*Work instructions:*
Locate each line below that contains the string "helmet" and copy those lines out. Case counts.

*Available data:*
====================

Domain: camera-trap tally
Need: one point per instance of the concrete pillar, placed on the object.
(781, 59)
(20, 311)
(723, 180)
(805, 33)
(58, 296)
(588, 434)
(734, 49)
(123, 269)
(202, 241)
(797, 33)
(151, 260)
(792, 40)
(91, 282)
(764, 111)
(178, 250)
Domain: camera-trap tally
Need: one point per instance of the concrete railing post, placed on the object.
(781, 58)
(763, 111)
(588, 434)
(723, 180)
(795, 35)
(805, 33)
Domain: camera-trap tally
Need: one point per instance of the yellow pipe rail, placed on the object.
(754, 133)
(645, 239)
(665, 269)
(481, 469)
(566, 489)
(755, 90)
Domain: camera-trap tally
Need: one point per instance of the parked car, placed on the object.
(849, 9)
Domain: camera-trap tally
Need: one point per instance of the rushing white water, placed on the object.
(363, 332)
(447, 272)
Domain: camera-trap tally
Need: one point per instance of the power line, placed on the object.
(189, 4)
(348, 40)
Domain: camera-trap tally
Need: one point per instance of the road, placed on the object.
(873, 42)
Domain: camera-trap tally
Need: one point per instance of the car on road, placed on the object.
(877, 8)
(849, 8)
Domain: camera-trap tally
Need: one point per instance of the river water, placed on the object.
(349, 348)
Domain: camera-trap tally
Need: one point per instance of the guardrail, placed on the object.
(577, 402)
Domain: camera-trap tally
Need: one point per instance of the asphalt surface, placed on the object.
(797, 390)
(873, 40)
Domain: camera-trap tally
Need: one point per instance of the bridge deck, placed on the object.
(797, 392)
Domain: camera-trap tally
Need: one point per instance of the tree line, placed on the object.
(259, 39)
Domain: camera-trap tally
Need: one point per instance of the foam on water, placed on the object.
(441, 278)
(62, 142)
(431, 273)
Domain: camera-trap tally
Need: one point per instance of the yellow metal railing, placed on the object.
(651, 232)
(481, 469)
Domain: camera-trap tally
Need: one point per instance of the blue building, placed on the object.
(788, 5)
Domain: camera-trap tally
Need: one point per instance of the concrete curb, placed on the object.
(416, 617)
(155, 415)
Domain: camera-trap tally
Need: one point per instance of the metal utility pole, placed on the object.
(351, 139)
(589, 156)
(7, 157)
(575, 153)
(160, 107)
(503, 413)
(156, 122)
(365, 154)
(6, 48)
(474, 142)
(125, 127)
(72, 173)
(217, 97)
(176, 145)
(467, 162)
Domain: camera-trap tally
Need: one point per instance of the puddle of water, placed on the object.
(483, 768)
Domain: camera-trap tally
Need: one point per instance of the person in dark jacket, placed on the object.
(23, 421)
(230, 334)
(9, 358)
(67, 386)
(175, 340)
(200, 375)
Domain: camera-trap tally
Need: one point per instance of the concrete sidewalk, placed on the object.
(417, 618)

====================

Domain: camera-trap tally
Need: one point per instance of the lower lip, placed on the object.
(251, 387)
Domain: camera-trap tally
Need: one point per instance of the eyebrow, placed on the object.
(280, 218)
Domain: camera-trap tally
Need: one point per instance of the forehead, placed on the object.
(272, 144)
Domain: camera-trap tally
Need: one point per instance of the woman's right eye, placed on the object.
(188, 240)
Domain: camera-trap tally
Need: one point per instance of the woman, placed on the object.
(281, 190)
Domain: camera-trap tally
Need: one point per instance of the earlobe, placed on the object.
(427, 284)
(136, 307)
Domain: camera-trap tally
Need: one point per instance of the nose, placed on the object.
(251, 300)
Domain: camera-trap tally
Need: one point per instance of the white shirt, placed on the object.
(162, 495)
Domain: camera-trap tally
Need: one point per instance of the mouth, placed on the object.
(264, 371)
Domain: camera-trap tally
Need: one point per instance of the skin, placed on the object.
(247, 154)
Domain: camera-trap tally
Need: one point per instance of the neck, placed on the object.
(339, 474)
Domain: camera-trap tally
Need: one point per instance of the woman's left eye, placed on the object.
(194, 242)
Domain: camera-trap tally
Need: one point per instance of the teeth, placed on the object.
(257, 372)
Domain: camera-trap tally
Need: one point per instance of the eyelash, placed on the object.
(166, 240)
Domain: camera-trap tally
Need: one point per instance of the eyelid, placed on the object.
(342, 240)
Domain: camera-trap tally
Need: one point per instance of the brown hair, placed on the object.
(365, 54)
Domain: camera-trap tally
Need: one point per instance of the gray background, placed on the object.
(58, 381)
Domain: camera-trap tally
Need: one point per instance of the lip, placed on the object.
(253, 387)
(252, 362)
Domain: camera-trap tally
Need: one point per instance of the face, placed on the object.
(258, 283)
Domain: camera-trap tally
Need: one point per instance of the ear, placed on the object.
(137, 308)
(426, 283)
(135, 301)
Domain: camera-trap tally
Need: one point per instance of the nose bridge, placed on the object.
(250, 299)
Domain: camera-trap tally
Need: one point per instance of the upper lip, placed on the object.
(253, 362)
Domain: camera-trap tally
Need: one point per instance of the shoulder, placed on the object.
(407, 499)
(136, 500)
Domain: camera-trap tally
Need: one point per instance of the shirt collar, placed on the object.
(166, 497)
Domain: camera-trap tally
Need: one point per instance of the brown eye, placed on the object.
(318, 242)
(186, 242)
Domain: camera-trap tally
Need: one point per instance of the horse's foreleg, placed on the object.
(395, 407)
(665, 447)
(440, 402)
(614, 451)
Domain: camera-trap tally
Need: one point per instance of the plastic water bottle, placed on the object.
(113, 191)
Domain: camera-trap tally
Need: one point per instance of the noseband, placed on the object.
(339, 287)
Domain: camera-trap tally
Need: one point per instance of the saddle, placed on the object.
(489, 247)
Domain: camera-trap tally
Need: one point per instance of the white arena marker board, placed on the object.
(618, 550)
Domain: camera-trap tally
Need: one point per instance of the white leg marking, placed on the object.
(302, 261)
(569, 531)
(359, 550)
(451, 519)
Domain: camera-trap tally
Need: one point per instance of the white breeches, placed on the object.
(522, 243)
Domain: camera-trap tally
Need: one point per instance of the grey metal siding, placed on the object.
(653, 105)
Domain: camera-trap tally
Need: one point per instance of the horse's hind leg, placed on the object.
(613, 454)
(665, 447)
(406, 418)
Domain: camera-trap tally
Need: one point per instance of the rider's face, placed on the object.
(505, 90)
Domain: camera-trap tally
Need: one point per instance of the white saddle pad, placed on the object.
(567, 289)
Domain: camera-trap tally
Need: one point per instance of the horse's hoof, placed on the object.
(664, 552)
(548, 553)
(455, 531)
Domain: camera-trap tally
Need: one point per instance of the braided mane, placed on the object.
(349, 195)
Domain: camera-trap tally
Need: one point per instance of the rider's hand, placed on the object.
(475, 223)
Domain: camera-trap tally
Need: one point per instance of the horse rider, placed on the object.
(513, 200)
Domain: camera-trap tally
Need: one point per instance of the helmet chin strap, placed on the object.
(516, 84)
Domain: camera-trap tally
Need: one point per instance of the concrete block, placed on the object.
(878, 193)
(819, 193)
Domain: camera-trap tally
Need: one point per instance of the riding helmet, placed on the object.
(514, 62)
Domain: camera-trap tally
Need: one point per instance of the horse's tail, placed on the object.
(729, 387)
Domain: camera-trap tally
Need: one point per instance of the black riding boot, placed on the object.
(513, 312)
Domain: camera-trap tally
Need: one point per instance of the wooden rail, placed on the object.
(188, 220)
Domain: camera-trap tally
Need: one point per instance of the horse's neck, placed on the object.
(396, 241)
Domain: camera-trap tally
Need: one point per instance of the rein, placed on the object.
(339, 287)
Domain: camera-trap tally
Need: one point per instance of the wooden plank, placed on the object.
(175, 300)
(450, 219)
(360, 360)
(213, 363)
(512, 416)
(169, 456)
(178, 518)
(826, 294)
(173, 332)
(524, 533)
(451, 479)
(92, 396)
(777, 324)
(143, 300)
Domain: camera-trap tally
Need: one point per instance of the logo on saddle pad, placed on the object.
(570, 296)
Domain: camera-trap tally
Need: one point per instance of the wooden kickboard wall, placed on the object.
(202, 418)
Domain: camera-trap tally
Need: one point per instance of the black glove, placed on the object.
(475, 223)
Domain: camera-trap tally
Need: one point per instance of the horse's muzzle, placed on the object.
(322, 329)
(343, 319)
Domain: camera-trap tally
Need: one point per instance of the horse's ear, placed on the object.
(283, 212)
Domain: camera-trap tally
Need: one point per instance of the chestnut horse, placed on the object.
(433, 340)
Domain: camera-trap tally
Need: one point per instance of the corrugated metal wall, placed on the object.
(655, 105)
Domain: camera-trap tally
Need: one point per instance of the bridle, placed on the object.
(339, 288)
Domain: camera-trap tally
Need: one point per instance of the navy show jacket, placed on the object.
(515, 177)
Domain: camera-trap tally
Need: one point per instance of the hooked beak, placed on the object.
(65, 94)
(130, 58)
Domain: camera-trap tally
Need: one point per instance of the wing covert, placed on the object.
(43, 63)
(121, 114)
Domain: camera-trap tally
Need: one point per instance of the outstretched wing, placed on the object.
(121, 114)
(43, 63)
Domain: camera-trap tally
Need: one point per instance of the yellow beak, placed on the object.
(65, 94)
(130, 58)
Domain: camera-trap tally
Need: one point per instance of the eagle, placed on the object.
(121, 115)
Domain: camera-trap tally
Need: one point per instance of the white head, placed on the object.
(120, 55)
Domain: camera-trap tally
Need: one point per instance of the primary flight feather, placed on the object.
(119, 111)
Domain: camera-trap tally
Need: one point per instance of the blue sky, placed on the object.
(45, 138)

====================

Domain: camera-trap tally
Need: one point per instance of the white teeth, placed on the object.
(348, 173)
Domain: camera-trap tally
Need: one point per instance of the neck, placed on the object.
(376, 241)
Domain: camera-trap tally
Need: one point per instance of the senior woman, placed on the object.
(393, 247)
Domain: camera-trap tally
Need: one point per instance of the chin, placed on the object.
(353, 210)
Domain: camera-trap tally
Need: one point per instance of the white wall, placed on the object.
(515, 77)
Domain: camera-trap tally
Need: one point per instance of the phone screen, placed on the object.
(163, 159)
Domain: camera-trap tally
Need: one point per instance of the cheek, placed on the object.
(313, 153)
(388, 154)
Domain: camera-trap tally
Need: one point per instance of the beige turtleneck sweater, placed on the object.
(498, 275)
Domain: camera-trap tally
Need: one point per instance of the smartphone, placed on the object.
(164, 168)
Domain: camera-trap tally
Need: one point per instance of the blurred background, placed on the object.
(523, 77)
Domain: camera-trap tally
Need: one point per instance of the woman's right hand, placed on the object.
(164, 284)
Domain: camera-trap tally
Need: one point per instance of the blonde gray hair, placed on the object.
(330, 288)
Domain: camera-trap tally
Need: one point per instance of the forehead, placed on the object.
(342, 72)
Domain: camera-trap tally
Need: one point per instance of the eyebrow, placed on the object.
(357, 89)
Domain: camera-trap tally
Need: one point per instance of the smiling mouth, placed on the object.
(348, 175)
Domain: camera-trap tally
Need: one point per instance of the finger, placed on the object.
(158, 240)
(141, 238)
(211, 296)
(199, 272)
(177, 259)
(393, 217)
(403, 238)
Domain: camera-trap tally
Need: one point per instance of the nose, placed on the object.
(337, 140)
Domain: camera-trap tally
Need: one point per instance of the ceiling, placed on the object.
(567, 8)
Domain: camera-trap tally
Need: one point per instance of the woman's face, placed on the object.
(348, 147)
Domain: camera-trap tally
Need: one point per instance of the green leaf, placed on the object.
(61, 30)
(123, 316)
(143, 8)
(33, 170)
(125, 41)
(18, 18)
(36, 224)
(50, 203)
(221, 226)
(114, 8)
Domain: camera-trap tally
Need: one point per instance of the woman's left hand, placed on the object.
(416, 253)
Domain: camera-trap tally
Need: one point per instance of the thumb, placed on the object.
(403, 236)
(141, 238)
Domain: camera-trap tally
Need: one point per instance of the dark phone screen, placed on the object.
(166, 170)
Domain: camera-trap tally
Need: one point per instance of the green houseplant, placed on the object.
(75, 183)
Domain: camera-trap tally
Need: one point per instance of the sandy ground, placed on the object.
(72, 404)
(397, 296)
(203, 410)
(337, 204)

====================

*Answer to the problem:*
Need: one point per instance of the helmet chin strap, placed on the object.
Need: one point per instance of the riding helmet, placed on the object.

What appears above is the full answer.